• GOAL:
Pick out and copy each line of the entries below that contains the string "wheelhouse". Case counts.

• WORKING DATA:
· · ·
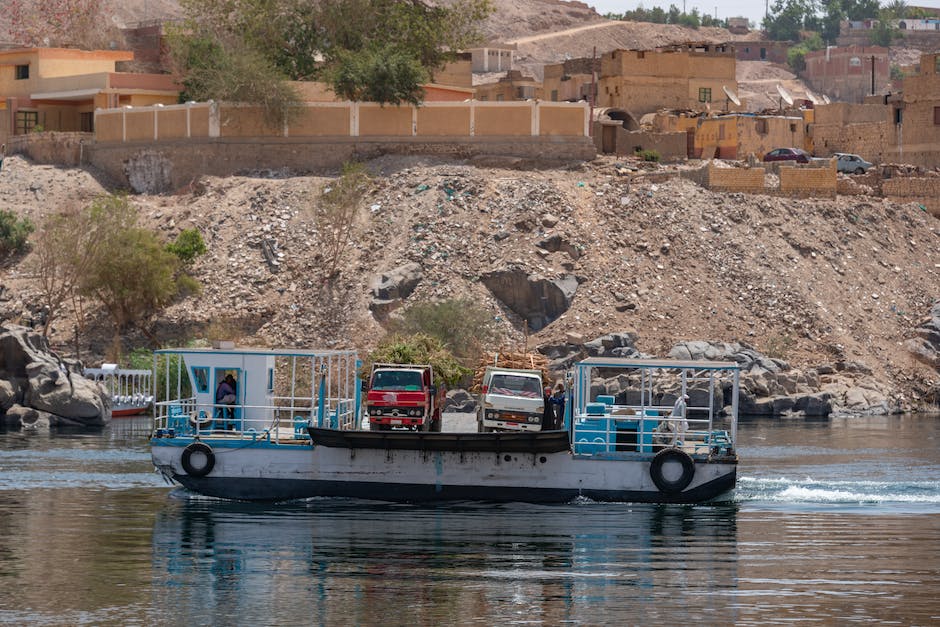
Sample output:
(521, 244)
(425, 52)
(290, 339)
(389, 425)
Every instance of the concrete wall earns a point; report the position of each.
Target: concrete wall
(463, 119)
(615, 139)
(807, 182)
(169, 165)
(748, 180)
(68, 149)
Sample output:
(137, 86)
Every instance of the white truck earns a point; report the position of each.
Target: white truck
(511, 399)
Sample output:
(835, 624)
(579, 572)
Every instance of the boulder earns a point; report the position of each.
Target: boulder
(538, 301)
(390, 289)
(38, 389)
(926, 346)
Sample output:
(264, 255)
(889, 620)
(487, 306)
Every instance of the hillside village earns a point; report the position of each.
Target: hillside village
(836, 276)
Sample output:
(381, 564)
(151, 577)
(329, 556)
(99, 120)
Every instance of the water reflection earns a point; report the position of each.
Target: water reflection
(334, 561)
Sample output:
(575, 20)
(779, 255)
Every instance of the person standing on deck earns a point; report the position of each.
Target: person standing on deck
(225, 395)
(558, 404)
(678, 423)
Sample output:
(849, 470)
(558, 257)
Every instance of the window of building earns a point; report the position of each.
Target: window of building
(26, 121)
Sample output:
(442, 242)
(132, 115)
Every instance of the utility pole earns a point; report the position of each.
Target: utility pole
(593, 90)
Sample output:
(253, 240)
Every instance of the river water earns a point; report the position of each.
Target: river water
(834, 522)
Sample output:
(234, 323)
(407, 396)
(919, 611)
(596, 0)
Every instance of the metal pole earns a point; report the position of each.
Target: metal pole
(593, 90)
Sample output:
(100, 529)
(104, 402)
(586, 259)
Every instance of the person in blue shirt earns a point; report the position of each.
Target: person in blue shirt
(558, 404)
(225, 395)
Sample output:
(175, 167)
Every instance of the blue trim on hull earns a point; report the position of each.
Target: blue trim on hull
(249, 489)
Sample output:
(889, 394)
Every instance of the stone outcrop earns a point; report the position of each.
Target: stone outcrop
(38, 389)
(926, 346)
(538, 301)
(390, 289)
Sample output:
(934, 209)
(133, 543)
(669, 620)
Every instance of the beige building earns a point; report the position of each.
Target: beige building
(492, 57)
(896, 128)
(57, 89)
(571, 80)
(512, 86)
(690, 76)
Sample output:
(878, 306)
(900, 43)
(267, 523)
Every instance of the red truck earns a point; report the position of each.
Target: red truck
(404, 395)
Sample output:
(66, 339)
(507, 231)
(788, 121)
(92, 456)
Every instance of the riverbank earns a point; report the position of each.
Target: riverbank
(814, 283)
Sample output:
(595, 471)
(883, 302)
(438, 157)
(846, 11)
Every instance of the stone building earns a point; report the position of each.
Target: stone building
(58, 89)
(689, 76)
(849, 73)
(571, 80)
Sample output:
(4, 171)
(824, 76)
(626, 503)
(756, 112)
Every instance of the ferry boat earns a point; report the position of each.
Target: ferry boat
(296, 431)
(130, 391)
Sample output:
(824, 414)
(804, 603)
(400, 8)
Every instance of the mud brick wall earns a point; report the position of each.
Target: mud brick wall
(806, 182)
(921, 190)
(749, 180)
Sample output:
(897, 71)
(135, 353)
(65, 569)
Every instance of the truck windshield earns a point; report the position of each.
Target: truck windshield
(514, 385)
(396, 380)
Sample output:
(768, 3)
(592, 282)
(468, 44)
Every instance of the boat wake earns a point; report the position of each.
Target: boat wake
(810, 491)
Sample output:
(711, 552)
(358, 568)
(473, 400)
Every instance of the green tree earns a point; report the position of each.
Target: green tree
(220, 66)
(378, 49)
(14, 232)
(787, 18)
(130, 271)
(463, 326)
(188, 245)
(65, 243)
(334, 214)
(884, 32)
(417, 349)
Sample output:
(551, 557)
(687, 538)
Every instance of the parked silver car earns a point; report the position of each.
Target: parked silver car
(852, 164)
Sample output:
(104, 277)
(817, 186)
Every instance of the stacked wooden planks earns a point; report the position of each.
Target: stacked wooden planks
(510, 359)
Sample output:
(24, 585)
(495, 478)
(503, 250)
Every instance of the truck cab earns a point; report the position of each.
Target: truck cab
(511, 400)
(403, 396)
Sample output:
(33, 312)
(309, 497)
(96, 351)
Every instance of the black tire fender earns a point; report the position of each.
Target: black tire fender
(671, 456)
(205, 451)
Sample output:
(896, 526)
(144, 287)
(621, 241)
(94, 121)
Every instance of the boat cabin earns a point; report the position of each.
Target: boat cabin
(254, 391)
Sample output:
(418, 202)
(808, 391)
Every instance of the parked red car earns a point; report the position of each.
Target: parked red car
(788, 154)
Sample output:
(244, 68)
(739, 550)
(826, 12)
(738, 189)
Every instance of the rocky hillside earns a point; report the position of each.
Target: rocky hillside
(831, 285)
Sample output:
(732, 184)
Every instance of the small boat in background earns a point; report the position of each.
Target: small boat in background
(131, 391)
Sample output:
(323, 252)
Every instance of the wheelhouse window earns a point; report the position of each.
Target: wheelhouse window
(201, 377)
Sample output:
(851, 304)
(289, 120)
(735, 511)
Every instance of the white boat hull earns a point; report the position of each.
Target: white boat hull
(268, 472)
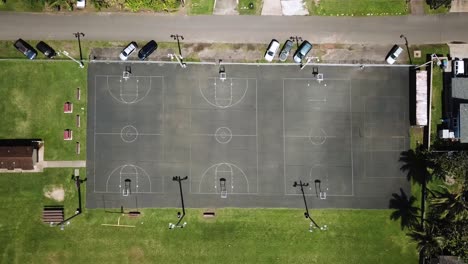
· · ·
• EXPECTED OUTPUT:
Every instance of the wheelhouse window earns a point; report the position of each.
Target: wheelhouse window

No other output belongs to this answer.